Named object pointing rows:
>>>

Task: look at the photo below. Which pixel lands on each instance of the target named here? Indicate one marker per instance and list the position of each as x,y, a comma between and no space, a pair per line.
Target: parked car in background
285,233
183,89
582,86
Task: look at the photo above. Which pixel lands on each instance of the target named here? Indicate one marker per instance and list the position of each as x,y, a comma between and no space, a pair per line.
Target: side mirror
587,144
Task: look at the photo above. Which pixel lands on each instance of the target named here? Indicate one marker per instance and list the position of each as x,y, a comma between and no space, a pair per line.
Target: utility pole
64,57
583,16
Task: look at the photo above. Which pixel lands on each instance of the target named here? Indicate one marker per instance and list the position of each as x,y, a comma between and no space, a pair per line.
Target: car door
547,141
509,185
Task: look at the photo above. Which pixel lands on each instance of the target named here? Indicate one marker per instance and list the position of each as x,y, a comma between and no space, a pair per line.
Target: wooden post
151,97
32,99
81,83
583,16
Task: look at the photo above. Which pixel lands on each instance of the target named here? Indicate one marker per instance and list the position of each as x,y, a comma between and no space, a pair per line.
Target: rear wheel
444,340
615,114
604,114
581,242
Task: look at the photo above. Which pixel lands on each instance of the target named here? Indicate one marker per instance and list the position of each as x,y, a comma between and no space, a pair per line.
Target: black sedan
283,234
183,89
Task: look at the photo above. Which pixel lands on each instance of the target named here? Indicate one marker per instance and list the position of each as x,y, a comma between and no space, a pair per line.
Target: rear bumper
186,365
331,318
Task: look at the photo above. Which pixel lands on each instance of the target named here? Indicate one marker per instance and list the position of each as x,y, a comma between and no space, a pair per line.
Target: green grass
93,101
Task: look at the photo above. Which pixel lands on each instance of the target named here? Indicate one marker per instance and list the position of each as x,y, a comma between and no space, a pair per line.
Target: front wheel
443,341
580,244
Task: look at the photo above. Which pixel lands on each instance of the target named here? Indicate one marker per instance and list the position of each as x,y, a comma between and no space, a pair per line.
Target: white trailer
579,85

<<<

AIM OF THE TASK>
Please identify every line in the rows above that contains the word "wheel" and copy each one out in full.

ANSWER TO THE PROBLEM>
Target: rear wheel
Target: front wheel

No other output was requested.